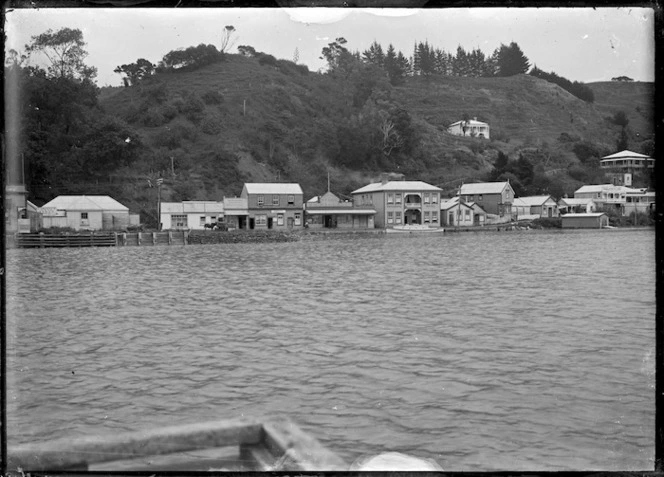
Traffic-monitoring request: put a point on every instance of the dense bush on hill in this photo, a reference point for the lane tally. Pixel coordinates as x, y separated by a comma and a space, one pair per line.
208, 127
579, 90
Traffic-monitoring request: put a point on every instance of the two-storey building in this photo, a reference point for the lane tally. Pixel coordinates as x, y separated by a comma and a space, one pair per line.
328, 211
273, 205
401, 203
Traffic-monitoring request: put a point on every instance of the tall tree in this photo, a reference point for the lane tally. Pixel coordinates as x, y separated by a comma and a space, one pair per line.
135, 72
65, 51
374, 54
511, 60
226, 38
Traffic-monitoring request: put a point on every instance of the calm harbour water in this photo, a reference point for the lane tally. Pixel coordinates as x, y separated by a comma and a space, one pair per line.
529, 350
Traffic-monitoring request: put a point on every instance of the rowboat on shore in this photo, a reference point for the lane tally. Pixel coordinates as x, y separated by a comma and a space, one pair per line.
241, 444
415, 228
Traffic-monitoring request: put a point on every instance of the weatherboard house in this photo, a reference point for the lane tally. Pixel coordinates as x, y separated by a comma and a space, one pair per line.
401, 203
470, 128
85, 212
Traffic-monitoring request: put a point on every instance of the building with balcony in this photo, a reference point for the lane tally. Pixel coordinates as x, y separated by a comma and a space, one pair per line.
605, 196
469, 128
330, 212
401, 203
621, 167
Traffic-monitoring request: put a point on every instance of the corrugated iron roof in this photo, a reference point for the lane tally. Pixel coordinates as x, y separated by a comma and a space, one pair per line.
484, 188
397, 186
192, 207
272, 188
532, 200
470, 122
85, 202
626, 155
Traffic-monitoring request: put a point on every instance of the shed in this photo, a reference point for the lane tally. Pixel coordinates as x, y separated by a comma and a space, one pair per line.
87, 212
592, 220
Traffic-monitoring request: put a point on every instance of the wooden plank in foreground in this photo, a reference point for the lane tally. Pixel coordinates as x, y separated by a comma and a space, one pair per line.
219, 459
77, 454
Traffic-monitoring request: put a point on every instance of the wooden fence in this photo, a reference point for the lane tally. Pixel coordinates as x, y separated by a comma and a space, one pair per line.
100, 239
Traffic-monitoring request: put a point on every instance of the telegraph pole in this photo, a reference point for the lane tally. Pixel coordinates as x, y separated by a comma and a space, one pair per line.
160, 181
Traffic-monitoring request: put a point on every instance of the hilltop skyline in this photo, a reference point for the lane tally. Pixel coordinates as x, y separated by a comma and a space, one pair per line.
581, 44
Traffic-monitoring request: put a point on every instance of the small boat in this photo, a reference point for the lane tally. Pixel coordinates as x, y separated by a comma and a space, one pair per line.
416, 228
241, 444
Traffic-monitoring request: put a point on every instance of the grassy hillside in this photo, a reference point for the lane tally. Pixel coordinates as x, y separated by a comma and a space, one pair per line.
212, 129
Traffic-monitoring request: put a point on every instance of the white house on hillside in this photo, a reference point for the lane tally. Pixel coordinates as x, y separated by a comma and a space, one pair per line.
470, 128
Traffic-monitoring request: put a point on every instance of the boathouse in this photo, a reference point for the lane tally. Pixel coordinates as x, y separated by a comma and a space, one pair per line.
590, 220
85, 212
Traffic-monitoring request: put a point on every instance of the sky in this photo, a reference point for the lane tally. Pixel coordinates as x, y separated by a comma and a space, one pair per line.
580, 44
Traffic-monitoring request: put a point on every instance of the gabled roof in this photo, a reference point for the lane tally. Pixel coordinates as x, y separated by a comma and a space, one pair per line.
475, 206
592, 189
453, 202
573, 201
533, 200
626, 155
484, 188
272, 188
470, 122
397, 186
85, 202
192, 207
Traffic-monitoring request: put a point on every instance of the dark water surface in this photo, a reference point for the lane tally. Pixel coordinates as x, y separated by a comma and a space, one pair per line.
529, 350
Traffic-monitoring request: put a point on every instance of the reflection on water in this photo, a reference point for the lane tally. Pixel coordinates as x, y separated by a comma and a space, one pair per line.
524, 350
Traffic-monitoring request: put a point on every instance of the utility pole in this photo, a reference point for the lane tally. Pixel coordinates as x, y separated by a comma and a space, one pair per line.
160, 181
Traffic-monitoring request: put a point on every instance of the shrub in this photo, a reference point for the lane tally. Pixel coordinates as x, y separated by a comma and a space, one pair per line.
212, 97
156, 94
153, 118
265, 59
211, 124
169, 111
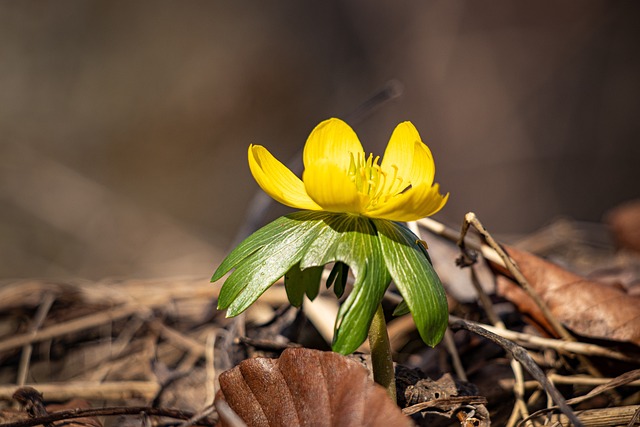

────────

• What you should do: Report every line of the material above that contains the string "shed", copying each line in full. Case counts.

• Problem solution:
Traffic-monitoring request: put a point on every instance of the shed in this photo, a reference point for the lane tally. Pixel coordinates as x, y separated by a comma and a space, one pair per line.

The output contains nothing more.